More Details Roll Out – Biden-Harris Administration’s “Whole of Government” Climate Policies & Actions

June 2021  – This is a biggie!

by Hank Boerner – Chair & Chief Strategist, G&A Institute

The Biden-Harris Administration continues to roll out details of new or proposed or adjusted policies, rules, programs, Federal government financing and various actions to address what the leaders characterize as “the climate crisis”.

What we have now more details of the “Whole of Government” approach for these United States in addressing a widening range of climate change issues. 

In most crisis situations for large organizations, dramatic changes-of-course are always necessary – new paths must be followed.  And so we see…

President Joe Biden certainly being ambitious in navigating the way forward for the public sector in meeting the many climate change challenges (for actions by Federal, state, region, local governments).

President Biden signed yet another order for policy changes and various actions by the many agencies of the national government: “Executive Order #14030 on Climate-Related Financial Risk”.

## STORED DATA
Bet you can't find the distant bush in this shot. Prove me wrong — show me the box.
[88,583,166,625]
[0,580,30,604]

## WORK TO COMPLETE
(1) Reproduce the climate policy post verbatim, from "by Hank Boerner" up to and including "region, local governments).".
(2) Extend the post on the Biden-Harris climate policies, picking up after its final sentence.

## SET OF ANSWERS
(1)
by Hank Boerner – Chair & Chief Strategist, G&A Institute

The Biden-Harris Administration continues to roll out details of new or proposed or adjusted policies, rules, programs, Federal government financing and various actions to address what the leaders characterize as “the climate crisis”.

What we have now more details of the “Whole of Government” approach for these United States in addressing a widening range of climate change issues. 

In most crisis situations for large organizations, dramatic changes-of-course are always necessary – new paths must be followed.  And so we see…

President Joe Biden certainly being ambitious in navigating the way forward for the public sector in meeting the many climate change challenges (for actions by Federal, state, region, local governments).

(2)
The new EO #14030 sets out policy and actions to be taken by the whole of America’s public sector, a number of actions intended to be implemented in partnership with state & local governments and financial services sector institutions, and corporate and business interests…”designed to “better protect workers’ hard-earned savings, create good paying jobs, and position America to lead the global economy”.

EO  #14030 builds on the framework for climate change policies and actions set out in President Biden’s January 27th action: “Tackling the Climate Crisis at Home and Abroad” (that is EO #14008).

This and other execute branch orders are designed to “…spur creation of well-paying jobs and achieve a net-zero emissions economy no later than 2050”.

The new EO is intended to “…bolster the resilience of financial institutions and rural and urban communities, States, Tribes, territories…by marshalling the creativity, courage and capital of the United States…and address the climate crisis and not exacerbate its causes to position the U.S. to lead the global economy to a more prosperous and sustainable future…”

The latest order addresses the need for greater financial transparency of the Financial Services Sector — addressing banking, insurance, fiduciary duties of those managing assets — as well as addressing the aspects of Federal financing for business, governments and institutions, and Federal government budgeting both short- and long-term.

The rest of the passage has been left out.